Highlights & Insights

  • Gap-filling contribution: UEvs is the first work to extend the unlearnable examples paradigm to asynchronous event data, addressing the unique challenges of binary polarity, sparsity, and timestamp reconstruction.
  • Elegant projection design: Continuous noise is mapped to ternary values \(\{-0.5, 0, +0.5\}\), directly corresponding to event deletion, no-op, and event insertion — a perfect correspondence with the physical event generation model.
  • The hybrid noise strategy (\(\Delta_c \lor \Delta_s\)) offers a flexible solution for practical deployment scenarios.

Limitations & Future Work

  • Evaluation is limited to classification; transferability to other event-based vision tasks such as detection and segmentation remains unexplored.
  • Memory consumption of sample-wise noise scales poorly with dataset size.

## Raw data
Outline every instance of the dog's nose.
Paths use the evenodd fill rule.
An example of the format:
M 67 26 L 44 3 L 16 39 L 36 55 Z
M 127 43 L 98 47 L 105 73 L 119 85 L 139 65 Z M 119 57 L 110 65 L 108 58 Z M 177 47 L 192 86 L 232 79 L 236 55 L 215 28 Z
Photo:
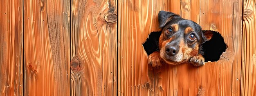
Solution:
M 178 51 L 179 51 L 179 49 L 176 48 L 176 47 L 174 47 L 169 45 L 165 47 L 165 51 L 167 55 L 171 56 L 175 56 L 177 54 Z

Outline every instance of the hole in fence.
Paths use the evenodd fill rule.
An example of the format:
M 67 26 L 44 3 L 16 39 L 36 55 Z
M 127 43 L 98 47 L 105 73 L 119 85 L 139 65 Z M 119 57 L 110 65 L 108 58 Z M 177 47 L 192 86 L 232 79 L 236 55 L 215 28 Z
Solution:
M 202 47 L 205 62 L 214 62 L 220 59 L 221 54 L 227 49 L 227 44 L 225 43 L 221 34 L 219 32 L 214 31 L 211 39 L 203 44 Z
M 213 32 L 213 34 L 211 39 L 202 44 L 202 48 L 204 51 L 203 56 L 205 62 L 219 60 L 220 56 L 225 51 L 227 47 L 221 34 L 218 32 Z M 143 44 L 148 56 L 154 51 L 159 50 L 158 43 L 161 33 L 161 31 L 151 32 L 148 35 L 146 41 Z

--

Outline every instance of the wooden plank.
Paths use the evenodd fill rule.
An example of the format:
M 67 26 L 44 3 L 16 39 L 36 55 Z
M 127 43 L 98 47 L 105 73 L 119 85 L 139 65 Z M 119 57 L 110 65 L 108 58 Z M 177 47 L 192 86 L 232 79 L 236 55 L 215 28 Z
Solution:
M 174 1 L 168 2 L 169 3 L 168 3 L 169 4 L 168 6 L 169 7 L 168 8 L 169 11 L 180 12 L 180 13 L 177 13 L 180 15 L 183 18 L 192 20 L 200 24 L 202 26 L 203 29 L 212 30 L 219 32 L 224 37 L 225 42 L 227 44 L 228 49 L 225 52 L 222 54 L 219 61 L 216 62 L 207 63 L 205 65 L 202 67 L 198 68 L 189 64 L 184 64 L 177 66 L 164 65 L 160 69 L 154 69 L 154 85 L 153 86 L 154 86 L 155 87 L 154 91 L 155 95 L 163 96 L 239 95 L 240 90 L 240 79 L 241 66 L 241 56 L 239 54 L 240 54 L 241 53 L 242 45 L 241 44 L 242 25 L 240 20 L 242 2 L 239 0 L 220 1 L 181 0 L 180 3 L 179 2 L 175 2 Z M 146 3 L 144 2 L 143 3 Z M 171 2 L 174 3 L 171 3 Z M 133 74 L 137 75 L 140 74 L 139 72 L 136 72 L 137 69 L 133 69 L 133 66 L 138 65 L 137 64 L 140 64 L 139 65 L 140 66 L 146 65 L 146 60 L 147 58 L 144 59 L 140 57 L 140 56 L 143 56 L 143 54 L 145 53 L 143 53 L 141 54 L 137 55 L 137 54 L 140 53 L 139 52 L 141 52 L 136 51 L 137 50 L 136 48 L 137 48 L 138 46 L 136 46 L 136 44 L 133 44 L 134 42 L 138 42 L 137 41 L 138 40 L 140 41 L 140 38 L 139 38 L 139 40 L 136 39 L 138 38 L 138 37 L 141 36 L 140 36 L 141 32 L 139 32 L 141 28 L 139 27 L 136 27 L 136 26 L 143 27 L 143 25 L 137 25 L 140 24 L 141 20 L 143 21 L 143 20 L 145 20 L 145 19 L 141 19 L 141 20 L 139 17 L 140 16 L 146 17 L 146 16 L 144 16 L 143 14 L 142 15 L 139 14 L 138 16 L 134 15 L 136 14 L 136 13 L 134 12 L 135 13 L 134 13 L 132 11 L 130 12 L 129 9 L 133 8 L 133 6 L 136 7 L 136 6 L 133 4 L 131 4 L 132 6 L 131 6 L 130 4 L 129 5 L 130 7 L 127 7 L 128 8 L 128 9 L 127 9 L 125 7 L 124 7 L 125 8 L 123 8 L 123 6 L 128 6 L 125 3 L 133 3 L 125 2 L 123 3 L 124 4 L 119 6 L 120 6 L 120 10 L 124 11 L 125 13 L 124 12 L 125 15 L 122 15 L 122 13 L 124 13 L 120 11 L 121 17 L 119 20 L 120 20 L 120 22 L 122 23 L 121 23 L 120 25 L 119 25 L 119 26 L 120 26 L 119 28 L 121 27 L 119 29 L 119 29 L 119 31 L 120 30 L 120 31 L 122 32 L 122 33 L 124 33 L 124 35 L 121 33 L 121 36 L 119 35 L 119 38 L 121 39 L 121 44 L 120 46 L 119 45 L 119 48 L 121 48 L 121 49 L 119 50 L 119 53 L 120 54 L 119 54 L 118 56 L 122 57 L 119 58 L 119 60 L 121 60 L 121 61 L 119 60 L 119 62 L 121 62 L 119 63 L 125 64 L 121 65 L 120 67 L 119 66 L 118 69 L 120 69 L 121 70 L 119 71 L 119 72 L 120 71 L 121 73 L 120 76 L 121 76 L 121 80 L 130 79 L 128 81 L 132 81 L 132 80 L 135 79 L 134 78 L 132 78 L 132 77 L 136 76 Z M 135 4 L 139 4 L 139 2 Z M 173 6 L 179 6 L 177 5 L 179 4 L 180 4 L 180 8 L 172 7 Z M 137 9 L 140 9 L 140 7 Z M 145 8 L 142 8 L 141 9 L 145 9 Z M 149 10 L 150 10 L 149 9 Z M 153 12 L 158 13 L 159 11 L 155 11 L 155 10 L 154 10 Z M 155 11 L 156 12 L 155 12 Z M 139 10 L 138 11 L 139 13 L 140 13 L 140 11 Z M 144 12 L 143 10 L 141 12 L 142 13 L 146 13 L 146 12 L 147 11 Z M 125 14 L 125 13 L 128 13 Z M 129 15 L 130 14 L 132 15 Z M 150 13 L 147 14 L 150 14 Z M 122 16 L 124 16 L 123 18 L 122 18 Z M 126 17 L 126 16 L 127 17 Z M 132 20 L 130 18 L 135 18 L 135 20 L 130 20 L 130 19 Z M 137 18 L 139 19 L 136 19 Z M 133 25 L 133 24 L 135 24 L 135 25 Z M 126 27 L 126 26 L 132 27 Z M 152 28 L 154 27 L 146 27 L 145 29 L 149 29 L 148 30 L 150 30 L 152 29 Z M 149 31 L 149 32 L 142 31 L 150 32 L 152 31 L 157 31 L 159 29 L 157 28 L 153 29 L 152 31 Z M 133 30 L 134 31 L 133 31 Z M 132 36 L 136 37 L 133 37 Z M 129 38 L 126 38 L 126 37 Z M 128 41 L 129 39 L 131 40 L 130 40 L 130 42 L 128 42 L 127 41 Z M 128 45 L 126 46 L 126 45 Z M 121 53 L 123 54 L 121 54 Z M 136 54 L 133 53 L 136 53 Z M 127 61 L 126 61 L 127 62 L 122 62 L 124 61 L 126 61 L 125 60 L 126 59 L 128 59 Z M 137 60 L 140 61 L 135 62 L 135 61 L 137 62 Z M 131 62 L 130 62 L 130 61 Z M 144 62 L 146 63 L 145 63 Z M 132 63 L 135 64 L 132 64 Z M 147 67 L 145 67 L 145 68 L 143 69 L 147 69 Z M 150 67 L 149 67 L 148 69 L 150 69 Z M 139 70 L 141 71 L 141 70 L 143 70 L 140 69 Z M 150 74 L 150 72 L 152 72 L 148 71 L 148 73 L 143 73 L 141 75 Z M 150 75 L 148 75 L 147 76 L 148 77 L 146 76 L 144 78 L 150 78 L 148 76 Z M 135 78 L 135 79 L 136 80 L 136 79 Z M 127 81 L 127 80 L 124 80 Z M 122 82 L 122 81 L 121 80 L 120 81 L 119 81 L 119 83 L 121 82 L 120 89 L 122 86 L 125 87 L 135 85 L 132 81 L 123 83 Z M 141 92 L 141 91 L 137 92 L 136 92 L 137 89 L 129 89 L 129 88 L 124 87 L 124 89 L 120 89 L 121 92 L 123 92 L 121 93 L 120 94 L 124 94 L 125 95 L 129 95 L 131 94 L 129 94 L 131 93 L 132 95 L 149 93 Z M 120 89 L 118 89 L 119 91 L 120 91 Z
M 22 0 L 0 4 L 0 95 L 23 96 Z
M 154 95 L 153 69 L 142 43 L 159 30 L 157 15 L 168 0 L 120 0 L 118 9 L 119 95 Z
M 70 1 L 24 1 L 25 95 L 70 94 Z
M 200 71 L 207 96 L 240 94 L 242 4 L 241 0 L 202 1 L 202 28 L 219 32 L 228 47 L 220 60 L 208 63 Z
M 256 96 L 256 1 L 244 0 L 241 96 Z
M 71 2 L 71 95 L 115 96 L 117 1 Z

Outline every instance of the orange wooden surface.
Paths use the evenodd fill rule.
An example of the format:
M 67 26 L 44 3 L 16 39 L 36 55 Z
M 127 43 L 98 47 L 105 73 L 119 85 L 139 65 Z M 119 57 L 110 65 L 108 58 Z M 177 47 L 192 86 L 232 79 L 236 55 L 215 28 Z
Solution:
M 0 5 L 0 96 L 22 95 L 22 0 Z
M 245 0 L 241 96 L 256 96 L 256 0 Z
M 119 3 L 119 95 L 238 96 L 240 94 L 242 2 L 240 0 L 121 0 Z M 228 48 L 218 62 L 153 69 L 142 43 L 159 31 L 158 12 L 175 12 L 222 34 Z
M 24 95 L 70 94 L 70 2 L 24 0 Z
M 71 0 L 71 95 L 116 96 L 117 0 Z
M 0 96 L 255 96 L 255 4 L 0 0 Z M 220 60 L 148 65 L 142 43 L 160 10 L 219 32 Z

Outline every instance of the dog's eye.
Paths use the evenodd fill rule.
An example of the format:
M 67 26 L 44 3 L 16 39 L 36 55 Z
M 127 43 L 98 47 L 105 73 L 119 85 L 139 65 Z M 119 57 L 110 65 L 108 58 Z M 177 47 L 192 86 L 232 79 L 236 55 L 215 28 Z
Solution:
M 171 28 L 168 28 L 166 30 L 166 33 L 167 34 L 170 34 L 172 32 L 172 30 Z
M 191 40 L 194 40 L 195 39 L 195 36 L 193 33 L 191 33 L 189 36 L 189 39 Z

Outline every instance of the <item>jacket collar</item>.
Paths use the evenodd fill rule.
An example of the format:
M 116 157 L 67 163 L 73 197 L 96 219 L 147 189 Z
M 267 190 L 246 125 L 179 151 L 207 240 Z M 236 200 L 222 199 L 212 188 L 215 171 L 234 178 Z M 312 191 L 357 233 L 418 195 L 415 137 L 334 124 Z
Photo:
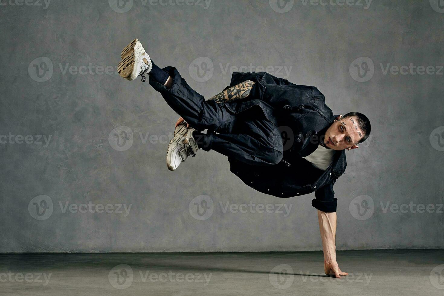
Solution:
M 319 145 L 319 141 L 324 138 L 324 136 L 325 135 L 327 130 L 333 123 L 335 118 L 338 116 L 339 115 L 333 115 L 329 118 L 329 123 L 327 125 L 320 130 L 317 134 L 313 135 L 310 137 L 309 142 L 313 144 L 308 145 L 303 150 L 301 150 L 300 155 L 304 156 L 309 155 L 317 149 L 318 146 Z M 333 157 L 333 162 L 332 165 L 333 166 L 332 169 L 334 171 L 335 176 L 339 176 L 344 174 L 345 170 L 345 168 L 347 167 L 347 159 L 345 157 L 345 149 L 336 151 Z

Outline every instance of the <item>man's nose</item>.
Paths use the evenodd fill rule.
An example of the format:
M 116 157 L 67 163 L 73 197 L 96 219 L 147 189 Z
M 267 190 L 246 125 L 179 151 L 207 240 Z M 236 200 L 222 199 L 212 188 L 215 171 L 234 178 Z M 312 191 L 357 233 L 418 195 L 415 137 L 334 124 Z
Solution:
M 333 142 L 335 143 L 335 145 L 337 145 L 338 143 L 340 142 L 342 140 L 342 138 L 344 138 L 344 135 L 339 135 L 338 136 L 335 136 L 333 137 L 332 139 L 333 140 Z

## Task requirements
**1)** Summarize the UEvs excerpt in two sentences.
**2)** Return the passage of the UEvs excerpt from "Highlights & Insights" up to and including "and timestamp reconstruction.", copied word for word.
**3)** List the unique challenges of asynchronous event data that the UEvs excerpt says the work addresses.
The records play no part in this work.

## Written answers
**1)** UEvs is the first work to extend the unlearnable examples paradigm to asynchronous event data, mapping continuous noise to the ternary values −0.5, 0 and +0.5, which correspond to event deletion, no-op and event insertion, and offering a hybrid noise strategy for flexible deployment. Its evaluation is limited to classification, and the memory consumption of its sample-wise noise scales poorly with dataset size.

**2)**
Highlights & Insights

  • Gap-filling contribution: UEvs is the first work to extend the unlearnable examples paradigm to asynchronous event data, addressing the unique challenges of binary polarity, sparsity, and timestamp reconstruction.

**3)**
- Binary polarity
- Sparsity
- Timestamp reconstruction